Starting with the line containing "Place a pin on every instance of the dormer" and going on through the end of the data, rewrite those lines with "dormer gable" changed to "roof dormer" and nothing else altered. Return only those lines.

§ AVAILABLE DATA
::::::::::

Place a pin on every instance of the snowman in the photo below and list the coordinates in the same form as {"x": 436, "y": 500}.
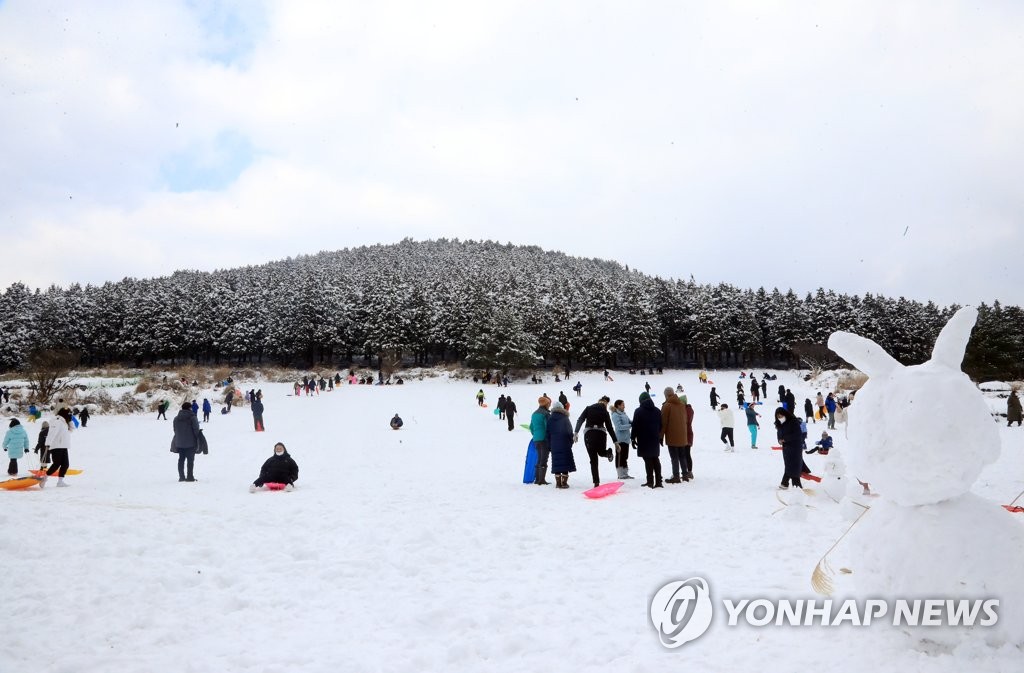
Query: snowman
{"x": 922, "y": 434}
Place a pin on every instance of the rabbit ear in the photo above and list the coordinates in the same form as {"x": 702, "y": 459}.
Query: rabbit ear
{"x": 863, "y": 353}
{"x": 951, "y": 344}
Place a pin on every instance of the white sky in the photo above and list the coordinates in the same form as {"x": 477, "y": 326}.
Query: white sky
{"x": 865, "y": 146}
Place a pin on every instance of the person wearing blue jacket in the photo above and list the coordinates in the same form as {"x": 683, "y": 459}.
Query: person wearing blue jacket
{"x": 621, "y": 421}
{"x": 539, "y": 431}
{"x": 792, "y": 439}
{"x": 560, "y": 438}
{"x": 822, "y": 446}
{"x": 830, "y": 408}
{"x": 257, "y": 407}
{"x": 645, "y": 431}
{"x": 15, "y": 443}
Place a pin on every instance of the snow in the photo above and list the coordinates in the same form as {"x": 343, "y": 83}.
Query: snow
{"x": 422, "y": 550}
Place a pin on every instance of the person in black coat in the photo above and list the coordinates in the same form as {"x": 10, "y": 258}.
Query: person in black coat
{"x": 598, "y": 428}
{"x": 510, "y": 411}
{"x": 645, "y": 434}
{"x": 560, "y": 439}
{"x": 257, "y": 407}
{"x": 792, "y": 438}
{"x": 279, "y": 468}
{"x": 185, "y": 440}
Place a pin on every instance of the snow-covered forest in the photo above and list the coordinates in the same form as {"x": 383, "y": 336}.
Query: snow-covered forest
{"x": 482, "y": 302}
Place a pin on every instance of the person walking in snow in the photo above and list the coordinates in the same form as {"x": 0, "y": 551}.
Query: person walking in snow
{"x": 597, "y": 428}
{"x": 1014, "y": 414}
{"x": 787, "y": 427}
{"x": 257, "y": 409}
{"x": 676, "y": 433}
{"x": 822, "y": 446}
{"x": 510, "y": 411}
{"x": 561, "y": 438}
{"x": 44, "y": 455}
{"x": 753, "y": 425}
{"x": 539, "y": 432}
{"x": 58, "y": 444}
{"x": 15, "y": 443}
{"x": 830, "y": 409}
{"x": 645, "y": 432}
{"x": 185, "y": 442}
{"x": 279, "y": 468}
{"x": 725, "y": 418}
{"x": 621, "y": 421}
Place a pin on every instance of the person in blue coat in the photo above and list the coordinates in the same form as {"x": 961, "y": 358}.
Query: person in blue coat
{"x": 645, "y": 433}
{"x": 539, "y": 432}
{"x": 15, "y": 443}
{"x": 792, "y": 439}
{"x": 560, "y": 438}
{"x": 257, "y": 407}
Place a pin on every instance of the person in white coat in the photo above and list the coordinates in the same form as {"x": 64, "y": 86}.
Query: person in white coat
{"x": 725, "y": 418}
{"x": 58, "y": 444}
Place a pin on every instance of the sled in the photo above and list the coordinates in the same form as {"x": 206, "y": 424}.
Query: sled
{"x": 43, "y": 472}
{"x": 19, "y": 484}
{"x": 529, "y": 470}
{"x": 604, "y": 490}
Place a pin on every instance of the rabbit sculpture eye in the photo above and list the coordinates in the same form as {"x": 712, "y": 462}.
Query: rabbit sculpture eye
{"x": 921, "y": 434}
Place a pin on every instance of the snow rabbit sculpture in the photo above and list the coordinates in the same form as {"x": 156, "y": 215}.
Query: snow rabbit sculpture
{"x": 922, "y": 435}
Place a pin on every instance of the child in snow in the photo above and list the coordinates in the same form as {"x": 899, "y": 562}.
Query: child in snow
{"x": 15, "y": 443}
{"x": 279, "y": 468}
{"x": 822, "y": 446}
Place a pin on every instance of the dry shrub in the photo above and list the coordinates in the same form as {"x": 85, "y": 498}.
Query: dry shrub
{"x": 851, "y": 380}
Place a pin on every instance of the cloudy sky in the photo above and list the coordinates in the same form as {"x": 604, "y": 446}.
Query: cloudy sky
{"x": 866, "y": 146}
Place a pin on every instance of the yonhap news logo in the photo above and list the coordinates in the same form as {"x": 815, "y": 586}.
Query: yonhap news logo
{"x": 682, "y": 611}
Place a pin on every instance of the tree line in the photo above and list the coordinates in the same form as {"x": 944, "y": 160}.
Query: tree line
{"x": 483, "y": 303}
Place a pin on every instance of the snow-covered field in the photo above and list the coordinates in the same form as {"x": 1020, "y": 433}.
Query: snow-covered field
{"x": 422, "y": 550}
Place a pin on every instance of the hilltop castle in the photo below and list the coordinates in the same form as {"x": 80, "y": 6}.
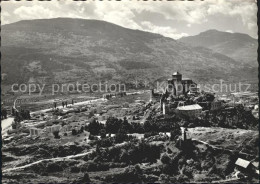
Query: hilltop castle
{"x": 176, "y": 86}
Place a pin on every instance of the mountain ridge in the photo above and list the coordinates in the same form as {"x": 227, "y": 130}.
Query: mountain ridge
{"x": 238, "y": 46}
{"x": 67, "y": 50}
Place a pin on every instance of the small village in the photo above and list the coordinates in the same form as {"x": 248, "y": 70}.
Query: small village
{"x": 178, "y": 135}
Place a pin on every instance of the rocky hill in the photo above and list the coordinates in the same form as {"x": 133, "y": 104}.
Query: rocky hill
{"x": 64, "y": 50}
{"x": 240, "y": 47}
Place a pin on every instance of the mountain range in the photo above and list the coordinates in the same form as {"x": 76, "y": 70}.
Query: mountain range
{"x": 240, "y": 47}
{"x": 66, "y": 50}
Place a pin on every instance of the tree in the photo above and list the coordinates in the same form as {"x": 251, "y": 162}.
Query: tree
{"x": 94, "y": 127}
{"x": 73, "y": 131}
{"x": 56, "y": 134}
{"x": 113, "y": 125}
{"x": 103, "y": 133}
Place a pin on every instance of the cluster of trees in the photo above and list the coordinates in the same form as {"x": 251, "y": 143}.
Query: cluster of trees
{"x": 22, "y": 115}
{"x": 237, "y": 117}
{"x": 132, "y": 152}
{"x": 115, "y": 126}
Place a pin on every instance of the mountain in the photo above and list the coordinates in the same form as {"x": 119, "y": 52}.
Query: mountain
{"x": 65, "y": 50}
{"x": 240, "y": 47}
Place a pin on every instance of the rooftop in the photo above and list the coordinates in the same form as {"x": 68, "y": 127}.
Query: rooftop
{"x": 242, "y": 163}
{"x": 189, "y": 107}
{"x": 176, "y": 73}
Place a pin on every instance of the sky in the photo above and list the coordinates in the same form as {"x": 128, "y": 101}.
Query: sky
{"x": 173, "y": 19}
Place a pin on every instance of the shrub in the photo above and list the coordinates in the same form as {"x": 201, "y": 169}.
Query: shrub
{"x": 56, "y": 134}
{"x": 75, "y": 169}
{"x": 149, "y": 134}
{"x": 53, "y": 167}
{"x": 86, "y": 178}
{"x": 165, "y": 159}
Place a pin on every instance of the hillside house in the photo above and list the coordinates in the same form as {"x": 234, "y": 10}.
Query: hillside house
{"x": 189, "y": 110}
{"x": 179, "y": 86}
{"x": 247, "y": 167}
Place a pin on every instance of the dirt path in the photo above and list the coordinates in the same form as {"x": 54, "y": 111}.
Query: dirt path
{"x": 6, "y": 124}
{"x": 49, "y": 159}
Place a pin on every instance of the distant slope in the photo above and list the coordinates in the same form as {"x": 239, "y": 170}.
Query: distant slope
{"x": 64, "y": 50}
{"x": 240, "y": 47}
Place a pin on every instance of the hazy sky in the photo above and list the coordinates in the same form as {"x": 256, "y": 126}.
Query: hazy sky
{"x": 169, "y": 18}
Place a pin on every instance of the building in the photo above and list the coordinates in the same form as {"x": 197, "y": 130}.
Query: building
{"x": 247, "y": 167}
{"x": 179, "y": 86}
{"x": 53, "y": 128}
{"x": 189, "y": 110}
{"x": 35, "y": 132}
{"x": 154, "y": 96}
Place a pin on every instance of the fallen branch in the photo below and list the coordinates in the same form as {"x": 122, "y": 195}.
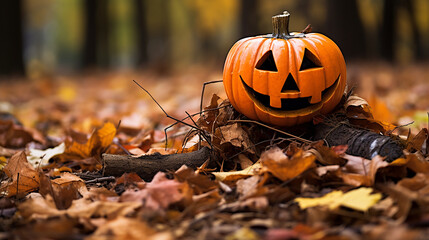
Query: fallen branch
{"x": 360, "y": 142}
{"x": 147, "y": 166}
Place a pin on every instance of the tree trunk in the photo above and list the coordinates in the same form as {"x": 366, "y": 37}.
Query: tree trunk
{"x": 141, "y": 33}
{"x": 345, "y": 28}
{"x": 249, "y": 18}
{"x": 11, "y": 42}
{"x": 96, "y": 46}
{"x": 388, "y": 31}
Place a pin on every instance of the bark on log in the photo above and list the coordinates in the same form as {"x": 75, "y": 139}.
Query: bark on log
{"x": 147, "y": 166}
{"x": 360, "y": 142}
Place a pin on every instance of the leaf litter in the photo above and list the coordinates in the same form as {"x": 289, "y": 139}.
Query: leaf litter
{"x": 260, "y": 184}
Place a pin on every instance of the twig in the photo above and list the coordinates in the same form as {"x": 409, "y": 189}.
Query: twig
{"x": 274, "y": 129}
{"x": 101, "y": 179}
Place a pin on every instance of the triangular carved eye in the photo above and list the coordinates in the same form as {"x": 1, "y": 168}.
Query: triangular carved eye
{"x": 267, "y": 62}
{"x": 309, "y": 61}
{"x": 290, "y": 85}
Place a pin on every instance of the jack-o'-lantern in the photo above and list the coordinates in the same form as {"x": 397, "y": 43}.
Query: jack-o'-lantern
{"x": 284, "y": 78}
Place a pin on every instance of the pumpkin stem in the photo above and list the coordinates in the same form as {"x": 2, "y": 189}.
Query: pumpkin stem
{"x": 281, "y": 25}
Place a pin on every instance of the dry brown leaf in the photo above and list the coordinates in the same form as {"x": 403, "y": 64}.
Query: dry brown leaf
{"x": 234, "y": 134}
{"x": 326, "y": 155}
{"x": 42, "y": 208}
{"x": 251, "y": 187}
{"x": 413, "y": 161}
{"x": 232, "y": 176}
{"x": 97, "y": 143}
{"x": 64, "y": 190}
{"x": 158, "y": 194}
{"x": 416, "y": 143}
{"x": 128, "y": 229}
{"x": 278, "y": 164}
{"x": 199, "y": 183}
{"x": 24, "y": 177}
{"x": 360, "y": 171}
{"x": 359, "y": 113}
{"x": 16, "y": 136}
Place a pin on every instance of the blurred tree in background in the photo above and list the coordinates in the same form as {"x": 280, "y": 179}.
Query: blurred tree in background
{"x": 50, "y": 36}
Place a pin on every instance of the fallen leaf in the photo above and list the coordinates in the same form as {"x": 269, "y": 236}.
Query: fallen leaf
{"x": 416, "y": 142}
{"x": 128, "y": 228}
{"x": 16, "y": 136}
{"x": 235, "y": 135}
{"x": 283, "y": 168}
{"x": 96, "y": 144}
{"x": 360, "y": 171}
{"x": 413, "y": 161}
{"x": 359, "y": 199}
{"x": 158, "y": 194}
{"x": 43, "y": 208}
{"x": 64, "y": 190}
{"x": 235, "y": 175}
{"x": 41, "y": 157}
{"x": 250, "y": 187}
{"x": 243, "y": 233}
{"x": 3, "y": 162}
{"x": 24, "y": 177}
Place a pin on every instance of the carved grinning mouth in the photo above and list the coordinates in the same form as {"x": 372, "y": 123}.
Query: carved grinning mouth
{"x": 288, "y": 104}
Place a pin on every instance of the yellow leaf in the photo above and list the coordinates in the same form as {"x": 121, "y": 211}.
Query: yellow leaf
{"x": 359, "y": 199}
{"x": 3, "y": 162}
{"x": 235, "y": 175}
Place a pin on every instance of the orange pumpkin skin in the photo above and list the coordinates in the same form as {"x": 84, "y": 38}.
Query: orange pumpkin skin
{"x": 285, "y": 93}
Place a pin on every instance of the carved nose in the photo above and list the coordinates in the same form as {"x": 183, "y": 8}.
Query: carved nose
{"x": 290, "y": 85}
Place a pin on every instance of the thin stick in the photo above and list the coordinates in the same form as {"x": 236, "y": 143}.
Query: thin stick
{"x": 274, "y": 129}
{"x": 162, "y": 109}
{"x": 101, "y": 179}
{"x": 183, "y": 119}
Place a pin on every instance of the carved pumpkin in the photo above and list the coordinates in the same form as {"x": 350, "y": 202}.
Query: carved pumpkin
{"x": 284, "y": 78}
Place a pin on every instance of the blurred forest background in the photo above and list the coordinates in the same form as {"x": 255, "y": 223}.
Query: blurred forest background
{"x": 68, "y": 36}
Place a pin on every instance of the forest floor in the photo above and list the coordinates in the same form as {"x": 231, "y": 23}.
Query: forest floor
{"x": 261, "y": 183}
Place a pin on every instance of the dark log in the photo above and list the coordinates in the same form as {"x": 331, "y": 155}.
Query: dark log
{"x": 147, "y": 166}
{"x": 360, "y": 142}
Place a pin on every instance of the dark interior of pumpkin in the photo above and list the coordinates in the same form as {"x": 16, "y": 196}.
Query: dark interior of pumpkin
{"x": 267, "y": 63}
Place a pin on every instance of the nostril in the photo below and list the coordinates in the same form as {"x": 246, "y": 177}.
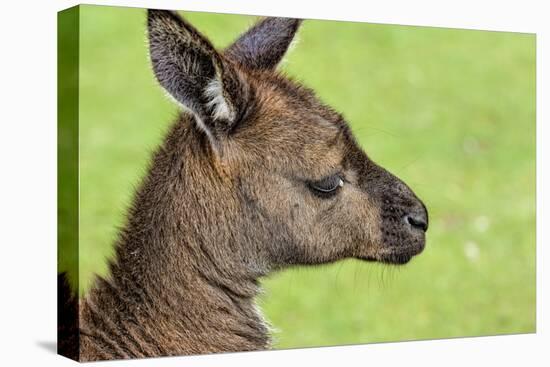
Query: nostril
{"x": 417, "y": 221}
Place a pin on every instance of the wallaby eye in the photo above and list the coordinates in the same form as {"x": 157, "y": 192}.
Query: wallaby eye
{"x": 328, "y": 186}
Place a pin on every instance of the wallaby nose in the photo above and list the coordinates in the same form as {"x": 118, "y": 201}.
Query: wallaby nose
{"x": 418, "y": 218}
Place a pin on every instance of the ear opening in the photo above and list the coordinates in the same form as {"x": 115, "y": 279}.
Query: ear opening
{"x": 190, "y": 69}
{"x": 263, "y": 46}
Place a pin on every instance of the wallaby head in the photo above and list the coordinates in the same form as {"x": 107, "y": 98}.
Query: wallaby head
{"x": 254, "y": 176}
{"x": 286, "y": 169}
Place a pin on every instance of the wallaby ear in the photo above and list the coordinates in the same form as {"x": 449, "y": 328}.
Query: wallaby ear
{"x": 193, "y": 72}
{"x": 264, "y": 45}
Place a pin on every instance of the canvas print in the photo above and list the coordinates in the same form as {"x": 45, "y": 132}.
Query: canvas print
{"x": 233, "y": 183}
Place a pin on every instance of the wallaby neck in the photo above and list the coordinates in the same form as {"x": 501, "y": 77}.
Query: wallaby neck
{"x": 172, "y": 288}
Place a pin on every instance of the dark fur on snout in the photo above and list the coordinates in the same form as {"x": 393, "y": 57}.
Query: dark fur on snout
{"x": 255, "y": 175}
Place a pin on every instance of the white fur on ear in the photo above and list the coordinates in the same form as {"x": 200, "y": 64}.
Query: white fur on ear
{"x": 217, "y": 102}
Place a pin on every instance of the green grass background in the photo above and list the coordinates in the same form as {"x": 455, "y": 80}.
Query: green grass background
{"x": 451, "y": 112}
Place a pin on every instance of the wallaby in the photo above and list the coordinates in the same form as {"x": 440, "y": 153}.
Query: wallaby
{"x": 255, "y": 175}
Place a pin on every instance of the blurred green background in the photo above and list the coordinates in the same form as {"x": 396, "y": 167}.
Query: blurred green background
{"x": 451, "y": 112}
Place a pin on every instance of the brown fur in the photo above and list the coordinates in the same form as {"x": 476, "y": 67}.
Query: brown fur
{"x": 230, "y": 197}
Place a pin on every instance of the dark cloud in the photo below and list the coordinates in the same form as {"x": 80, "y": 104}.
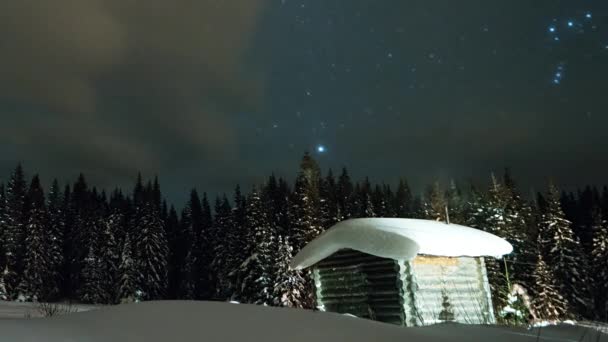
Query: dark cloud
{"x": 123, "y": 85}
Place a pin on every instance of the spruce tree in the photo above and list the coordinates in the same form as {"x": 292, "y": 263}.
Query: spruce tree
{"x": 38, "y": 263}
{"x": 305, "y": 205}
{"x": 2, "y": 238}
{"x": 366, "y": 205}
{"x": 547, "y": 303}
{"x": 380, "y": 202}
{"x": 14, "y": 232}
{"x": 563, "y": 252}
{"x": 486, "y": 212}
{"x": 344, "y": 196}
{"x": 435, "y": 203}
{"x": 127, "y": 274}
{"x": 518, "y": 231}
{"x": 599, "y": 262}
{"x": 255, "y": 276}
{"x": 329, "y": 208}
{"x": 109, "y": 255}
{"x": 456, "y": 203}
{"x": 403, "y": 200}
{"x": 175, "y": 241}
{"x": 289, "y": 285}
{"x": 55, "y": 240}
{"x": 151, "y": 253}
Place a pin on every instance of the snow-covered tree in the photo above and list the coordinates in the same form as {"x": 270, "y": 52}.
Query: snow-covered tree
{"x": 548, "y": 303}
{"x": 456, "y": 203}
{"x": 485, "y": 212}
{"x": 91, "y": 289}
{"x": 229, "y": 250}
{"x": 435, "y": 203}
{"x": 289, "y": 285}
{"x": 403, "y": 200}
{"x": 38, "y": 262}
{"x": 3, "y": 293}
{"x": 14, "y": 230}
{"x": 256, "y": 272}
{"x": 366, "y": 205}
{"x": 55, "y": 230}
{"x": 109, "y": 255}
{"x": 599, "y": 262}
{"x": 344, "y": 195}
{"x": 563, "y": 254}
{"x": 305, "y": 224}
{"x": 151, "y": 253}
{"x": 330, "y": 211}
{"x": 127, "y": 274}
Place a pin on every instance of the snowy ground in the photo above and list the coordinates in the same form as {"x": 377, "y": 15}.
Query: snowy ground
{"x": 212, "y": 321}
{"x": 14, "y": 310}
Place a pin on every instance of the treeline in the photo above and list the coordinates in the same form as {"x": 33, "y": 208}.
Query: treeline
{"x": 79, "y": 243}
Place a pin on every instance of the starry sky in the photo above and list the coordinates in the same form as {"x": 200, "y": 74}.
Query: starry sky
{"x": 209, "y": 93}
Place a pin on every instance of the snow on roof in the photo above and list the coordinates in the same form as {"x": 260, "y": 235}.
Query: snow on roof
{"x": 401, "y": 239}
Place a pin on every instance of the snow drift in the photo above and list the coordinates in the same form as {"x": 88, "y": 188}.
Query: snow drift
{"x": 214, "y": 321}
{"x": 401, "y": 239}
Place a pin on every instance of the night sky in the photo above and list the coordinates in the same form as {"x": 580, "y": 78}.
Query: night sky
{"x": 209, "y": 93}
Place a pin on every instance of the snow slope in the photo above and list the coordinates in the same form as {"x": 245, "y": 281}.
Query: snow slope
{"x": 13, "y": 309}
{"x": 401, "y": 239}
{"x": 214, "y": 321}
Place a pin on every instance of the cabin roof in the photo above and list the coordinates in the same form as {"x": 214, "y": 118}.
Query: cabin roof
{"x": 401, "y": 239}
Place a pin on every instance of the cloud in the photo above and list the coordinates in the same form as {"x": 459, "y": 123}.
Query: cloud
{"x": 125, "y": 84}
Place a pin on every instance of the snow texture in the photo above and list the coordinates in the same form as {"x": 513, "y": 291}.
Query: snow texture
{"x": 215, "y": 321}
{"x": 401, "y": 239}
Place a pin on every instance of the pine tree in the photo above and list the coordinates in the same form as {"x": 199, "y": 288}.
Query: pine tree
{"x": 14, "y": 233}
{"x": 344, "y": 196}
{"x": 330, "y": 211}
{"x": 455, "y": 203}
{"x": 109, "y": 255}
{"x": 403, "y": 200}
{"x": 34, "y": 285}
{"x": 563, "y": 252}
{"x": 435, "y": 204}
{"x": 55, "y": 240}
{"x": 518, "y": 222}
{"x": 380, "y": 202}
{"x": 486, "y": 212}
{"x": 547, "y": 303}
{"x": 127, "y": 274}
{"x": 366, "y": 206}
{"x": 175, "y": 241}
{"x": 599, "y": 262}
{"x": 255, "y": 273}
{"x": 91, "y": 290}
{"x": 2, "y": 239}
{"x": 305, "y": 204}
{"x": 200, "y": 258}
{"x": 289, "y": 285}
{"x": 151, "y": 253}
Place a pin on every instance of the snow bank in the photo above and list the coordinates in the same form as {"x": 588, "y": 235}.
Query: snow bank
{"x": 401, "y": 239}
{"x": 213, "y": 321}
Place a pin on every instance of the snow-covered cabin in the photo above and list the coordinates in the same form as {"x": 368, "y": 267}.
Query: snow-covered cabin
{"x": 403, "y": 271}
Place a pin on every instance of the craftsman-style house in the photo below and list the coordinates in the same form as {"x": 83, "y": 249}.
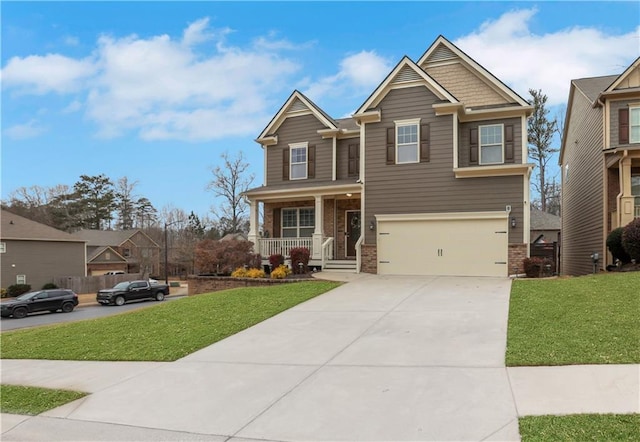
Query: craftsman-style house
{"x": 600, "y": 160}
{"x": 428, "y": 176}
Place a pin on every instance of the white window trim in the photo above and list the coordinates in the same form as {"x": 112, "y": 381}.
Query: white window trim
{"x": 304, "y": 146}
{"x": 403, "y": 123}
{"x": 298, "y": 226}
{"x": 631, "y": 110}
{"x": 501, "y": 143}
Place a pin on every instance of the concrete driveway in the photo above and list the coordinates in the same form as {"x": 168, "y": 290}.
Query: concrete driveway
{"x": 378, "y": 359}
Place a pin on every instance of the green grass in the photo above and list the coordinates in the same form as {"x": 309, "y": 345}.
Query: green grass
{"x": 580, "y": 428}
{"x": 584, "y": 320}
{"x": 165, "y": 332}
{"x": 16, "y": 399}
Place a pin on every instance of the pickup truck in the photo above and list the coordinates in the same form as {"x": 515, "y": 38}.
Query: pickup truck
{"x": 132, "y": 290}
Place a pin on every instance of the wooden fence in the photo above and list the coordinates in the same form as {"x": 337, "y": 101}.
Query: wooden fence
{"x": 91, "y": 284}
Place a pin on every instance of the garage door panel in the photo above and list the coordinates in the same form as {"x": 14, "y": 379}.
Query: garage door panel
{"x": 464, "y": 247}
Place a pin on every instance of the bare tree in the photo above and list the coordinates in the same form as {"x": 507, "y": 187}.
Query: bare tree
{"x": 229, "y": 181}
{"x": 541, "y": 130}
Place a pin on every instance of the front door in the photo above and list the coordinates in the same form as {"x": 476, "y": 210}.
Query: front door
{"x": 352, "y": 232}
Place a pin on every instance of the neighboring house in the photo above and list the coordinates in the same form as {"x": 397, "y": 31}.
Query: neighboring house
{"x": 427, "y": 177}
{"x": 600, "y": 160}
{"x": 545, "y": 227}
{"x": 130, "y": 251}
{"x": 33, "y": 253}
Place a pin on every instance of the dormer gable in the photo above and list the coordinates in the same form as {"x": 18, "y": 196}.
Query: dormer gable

::::::::::

§ CORRECT ANSWER
Place a pin on every instance of the roof dormer in the photo above and list the coordinates in the same form as {"x": 18, "y": 196}.
Query: roof dormer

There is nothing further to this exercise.